PROBLEM REQUIREMENTS:
Edit the records below by replacing "search" with "locate" at every occurrence. Leave everything else unchanged.

MATERIAL TO PROCESS:
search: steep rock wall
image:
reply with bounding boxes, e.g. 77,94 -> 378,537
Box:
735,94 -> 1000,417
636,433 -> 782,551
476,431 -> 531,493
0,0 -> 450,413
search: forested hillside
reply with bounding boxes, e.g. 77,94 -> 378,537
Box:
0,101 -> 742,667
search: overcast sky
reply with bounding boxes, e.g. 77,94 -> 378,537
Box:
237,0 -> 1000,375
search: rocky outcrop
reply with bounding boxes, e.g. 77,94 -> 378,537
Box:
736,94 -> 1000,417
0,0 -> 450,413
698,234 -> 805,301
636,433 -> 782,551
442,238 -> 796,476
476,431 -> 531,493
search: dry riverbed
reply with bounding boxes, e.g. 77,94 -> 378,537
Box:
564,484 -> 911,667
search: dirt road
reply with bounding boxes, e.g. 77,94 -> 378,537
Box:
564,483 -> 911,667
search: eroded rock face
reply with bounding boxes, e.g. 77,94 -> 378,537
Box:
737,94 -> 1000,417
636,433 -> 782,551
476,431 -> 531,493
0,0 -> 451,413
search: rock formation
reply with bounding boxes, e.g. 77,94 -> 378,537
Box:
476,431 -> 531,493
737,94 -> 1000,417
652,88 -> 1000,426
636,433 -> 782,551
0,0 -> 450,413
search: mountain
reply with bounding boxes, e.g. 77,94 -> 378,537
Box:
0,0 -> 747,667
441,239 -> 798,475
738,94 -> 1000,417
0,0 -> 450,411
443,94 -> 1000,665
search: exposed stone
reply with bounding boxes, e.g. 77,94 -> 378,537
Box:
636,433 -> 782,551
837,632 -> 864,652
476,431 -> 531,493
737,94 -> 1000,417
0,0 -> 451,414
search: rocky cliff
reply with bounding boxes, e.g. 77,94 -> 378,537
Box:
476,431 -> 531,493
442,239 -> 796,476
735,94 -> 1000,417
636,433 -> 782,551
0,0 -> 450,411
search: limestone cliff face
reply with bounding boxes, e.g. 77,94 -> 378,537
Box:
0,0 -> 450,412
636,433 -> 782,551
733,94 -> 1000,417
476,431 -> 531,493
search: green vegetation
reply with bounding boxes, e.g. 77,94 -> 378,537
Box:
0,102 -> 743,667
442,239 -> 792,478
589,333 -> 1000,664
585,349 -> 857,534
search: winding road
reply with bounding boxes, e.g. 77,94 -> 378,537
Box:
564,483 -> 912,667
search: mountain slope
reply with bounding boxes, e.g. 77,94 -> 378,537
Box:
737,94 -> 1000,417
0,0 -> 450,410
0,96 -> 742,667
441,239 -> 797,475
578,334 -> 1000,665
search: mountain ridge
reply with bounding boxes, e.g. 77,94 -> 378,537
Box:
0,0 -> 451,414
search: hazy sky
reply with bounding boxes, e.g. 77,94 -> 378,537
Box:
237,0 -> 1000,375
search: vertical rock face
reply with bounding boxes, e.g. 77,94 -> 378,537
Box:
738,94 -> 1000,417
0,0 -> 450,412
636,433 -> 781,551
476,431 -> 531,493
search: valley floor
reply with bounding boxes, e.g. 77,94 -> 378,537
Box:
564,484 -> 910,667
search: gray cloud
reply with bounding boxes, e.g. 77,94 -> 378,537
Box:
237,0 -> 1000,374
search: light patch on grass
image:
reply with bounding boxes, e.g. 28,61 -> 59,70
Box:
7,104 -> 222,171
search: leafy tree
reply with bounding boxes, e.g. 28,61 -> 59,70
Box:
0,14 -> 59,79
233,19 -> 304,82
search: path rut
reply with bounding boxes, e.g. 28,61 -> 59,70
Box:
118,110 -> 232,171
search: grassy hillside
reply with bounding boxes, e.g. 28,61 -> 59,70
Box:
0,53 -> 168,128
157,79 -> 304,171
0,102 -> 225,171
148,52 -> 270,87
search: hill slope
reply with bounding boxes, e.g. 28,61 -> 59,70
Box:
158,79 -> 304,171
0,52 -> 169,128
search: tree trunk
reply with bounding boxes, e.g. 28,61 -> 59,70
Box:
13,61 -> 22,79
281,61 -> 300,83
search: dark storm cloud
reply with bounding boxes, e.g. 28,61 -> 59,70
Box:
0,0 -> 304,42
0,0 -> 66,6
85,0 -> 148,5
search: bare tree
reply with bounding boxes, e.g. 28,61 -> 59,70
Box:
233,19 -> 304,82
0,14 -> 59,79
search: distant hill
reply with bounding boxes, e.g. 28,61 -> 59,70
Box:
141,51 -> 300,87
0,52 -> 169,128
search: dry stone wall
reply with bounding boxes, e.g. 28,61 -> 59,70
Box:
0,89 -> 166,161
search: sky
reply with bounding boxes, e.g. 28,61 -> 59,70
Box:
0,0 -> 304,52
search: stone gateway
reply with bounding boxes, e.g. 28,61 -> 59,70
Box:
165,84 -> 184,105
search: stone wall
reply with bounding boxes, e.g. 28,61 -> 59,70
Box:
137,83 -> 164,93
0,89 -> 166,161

FINISHED EXERCISE:
locate: steep rock wall
image:
reply with bounding boxes, e.g. 77,94 -> 378,537
Box:
735,94 -> 1000,417
636,433 -> 782,551
476,431 -> 531,493
0,0 -> 450,413
locate: forested hillside
reply with bounding boxes, e.g. 77,94 -> 378,537
Box:
0,101 -> 742,667
locate: overcast sky
reply with bounding boxes, e.g. 77,94 -> 378,537
Box:
237,0 -> 1000,375
locate: rocky outcrop
reply with bounding boxes, e.g. 77,94 -> 378,537
Box:
736,94 -> 1000,417
0,0 -> 450,413
698,234 -> 805,301
636,433 -> 782,551
442,238 -> 796,476
476,431 -> 531,493
locate: dry riverbed
reply with bounding boxes, e.g. 77,94 -> 378,537
Box:
564,484 -> 911,667
locate: dirt road
reply with bounding boxes, e.g. 77,94 -> 378,537
Box:
564,483 -> 911,667
locate: eroded rock face
reply with bounding boxes, e.g. 77,94 -> 378,537
Box:
737,94 -> 1000,417
636,433 -> 782,551
476,431 -> 531,493
0,0 -> 451,413
locate: rock formation
reply with bounding boxes, e.g. 77,94 -> 378,537
Box:
476,431 -> 531,493
737,94 -> 1000,417
652,88 -> 1000,426
636,433 -> 782,551
0,0 -> 450,413
locate: mountain
reply with bounding boxes, e.g. 77,94 -> 378,537
Box:
0,0 -> 747,667
441,239 -> 798,475
738,94 -> 1000,417
0,0 -> 450,411
443,94 -> 1000,665
locate: exposed stone
reply with bounding boxes, e.g. 77,94 -> 378,537
Box:
636,433 -> 782,551
837,632 -> 864,652
476,431 -> 531,493
737,94 -> 1000,417
0,0 -> 451,414
locate: rocky cliff
reply with bounding boxes, e.g. 77,94 -> 378,537
Box:
476,431 -> 531,493
442,239 -> 796,476
735,94 -> 1000,417
636,433 -> 782,551
0,0 -> 450,411
locate: limestone cliff face
reply with bounding boxes, e.g. 77,94 -> 378,537
Box:
0,0 -> 450,412
636,433 -> 782,551
733,94 -> 1000,417
476,431 -> 531,493
locate: green vegetation
reply with bounding boxes, e.g. 77,94 -> 378,537
Box:
0,102 -> 743,667
442,239 -> 792,478
589,333 -> 1000,664
585,349 -> 857,534
locate: winding road
reply with bounding boxes, e.g. 77,94 -> 378,537
Box:
564,483 -> 912,667
locate: mountain slope
reply with bounding boxes, e.g. 77,94 -> 378,537
Box:
737,94 -> 1000,417
0,0 -> 450,410
0,96 -> 742,667
441,239 -> 797,475
578,334 -> 1000,665
locate: mountain ridge
reply with bounding boxes, e.g. 77,94 -> 378,537
Box:
0,0 -> 451,414
locate: hazy sky
reply with bounding boxes, e.g. 77,94 -> 378,537
Box:
237,0 -> 1000,375
locate: vertical rock face
reply with bounding boxes, e.g. 77,94 -> 378,537
Box:
738,94 -> 1000,417
0,0 -> 450,412
636,433 -> 781,551
476,431 -> 531,493
locate: valley floor
reply with bounding boxes, e.g. 77,94 -> 378,537
Box:
564,484 -> 910,667
locate: gray cloud
reply with bounding boxes, e.g. 77,94 -> 378,537
Box:
237,0 -> 1000,374
locate: light patch on grass
image:
reply with bounding boxes, e.g. 28,61 -> 59,70
Box:
7,104 -> 222,171
locate: leafy tree
reply with bounding boxes, e.g. 28,61 -> 59,70
Box:
0,14 -> 59,79
233,19 -> 304,82
locate: path rut
reply with bounding boxes, e.g. 28,61 -> 59,70
Box:
118,110 -> 232,171
locate: grassy hillside
reply with bounding boxes, e.g. 28,61 -> 59,70
Box:
0,53 -> 168,128
157,79 -> 304,171
0,102 -> 225,171
148,52 -> 270,87
locate: hill slope
reply with bounding boxes, e.g. 28,61 -> 59,70
Box:
158,79 -> 304,171
0,52 -> 169,128
locate: tree trunk
reply with bounding boxes, e.g. 28,61 -> 59,70
Box:
13,61 -> 22,79
281,61 -> 300,83
locate: dark storm cloud
reply with bounding boxes, e.g. 28,61 -> 59,70
Box:
0,0 -> 304,42
0,0 -> 66,6
85,0 -> 148,5
locate: bare tree
reply with bounding boxes, e.g. 28,61 -> 59,70
Box:
233,19 -> 304,82
0,14 -> 59,79
locate: distant hill
reply with bounding boxes, e.g. 28,61 -> 59,70
Box:
141,51 -> 300,87
0,52 -> 169,128
locate: dry stone wall
reply with bounding boxes, e.g. 28,61 -> 59,70
Box:
0,89 -> 166,161
locate: sky
reply with bounding boxes, e.g. 28,61 -> 59,70
Box:
0,0 -> 304,52
locate: stone gateway
reply with bounding boxes, e.g. 28,61 -> 59,70
Box:
165,84 -> 184,105
locate: stone wall
reply with bounding boxes, e.g. 28,61 -> 59,70
Box:
137,83 -> 164,93
0,89 -> 166,161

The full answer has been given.